(Region pointing data)
╭──
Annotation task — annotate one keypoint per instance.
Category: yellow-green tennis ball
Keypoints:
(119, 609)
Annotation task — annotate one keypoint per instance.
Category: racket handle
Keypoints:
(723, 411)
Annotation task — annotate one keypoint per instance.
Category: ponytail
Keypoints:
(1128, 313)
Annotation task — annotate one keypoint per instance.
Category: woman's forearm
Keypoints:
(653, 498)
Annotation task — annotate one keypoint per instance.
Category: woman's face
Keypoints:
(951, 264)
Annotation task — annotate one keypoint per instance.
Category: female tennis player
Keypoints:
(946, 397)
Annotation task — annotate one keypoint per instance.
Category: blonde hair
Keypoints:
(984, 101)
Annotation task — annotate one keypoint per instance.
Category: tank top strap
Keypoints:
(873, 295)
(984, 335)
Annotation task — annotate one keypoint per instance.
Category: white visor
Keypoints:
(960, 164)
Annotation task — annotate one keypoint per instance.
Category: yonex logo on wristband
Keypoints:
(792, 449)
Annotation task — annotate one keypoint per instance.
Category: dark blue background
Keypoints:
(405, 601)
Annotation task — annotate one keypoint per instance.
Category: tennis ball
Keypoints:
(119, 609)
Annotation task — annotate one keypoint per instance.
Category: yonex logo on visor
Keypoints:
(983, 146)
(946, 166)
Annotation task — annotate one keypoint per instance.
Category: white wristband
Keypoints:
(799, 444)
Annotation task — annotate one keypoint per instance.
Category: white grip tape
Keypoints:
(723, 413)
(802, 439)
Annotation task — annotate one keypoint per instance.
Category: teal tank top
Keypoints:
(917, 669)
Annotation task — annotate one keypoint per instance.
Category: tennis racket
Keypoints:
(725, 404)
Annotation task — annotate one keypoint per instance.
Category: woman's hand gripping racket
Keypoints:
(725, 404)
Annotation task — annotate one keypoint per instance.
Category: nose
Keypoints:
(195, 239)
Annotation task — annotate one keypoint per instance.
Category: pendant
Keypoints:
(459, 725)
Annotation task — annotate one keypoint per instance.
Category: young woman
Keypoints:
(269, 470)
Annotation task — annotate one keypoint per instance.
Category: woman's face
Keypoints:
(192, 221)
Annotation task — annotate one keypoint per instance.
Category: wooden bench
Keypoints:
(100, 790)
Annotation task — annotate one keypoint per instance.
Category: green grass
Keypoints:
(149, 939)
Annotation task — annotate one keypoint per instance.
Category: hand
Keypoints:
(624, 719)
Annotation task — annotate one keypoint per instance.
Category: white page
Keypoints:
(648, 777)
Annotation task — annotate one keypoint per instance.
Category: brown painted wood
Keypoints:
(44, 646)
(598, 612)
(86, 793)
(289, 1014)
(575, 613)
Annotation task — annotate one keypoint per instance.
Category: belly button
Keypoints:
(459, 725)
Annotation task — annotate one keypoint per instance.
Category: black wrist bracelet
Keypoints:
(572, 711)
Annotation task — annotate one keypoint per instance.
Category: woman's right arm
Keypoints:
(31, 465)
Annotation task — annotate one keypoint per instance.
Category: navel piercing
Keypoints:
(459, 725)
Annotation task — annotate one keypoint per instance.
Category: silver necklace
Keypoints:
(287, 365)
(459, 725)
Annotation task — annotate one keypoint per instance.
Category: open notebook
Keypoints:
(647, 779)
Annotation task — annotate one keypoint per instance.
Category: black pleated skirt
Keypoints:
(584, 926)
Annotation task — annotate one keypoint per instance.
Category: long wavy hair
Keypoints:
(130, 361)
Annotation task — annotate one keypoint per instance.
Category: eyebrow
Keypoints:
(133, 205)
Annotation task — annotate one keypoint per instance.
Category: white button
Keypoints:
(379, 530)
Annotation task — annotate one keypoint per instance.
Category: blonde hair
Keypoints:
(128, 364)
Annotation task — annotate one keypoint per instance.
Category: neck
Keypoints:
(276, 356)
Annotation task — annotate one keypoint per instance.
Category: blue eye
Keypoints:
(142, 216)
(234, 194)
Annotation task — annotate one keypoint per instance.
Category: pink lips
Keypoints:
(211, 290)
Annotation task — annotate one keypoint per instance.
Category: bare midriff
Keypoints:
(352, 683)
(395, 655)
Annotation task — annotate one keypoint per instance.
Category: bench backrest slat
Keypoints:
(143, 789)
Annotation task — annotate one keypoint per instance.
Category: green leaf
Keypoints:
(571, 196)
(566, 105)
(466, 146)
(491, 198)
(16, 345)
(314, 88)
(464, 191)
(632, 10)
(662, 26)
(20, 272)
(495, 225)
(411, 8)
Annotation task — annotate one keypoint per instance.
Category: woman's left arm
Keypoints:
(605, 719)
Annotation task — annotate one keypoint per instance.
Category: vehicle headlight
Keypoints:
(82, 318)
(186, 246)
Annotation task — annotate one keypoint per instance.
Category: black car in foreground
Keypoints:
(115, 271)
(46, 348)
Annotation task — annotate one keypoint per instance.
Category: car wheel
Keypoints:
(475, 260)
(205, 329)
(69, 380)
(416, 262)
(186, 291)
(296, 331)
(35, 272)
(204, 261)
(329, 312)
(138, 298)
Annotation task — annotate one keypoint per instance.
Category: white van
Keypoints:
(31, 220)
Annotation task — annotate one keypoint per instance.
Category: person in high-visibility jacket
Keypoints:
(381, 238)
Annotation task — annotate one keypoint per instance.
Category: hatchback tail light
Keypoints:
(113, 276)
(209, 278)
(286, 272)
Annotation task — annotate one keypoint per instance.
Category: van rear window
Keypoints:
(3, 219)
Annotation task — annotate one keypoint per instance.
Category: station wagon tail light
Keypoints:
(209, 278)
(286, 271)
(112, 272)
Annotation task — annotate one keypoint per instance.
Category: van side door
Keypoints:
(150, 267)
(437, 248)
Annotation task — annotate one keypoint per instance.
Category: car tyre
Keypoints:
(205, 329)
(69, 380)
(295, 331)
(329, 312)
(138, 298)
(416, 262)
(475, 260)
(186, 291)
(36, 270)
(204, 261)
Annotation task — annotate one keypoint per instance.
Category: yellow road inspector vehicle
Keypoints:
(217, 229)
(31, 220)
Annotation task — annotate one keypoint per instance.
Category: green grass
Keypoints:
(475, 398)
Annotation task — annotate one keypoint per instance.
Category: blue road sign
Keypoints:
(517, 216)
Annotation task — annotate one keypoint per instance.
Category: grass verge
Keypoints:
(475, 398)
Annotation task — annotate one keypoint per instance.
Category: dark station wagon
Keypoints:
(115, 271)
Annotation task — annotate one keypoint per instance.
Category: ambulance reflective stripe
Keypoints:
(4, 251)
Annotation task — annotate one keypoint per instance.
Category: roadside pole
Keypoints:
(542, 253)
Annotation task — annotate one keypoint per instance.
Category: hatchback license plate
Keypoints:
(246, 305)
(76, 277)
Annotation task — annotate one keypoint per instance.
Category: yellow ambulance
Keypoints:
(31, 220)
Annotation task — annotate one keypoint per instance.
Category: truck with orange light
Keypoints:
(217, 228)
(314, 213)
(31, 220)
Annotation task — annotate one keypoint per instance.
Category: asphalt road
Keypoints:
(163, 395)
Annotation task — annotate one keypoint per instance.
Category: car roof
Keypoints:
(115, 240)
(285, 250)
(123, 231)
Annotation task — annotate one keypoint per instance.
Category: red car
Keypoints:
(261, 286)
╰──
» Exercise objective: Tally of lines with the word "yellow": work out how many lines in the records hold it, and give that number only.

» Task solution: 3